■ Extracted information:
=======

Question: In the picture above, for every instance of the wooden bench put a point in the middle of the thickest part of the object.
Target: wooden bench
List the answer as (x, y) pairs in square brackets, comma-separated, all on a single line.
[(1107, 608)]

=======

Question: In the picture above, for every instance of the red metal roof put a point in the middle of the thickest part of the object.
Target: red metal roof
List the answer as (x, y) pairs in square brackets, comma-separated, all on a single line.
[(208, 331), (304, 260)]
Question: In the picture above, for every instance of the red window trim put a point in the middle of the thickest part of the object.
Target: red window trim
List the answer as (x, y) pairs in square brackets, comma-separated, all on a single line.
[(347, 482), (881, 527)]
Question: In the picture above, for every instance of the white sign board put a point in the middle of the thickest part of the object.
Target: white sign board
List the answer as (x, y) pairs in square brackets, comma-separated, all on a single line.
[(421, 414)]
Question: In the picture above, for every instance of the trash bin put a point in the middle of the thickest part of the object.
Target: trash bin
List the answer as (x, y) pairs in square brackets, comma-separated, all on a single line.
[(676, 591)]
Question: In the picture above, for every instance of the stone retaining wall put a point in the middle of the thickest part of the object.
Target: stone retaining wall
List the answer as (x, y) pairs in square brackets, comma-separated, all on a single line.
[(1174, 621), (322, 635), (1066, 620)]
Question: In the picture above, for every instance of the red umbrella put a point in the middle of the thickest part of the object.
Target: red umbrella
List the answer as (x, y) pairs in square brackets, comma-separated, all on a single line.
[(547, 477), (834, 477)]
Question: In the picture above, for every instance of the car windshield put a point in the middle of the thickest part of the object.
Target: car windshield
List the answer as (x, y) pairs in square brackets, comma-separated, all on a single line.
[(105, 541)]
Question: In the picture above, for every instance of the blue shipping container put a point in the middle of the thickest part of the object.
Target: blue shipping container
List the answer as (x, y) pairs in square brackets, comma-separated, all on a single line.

=======

■ Exercise goal:
Rewrite the lines from the one containing "the red metal" to the one containing "[(208, 331), (304, 260)]", both included, as a numbered list, omitting any blank lines.

■ Finished answer:
1. Question: In the picture above, for every instance of the red metal roof put a point in the middle of the thickest part of the object.
2. Target: red metal roof
3. List the answer as (x, y) pairs in square brackets, comma-separated, all on a single line.
4. [(208, 331), (304, 260)]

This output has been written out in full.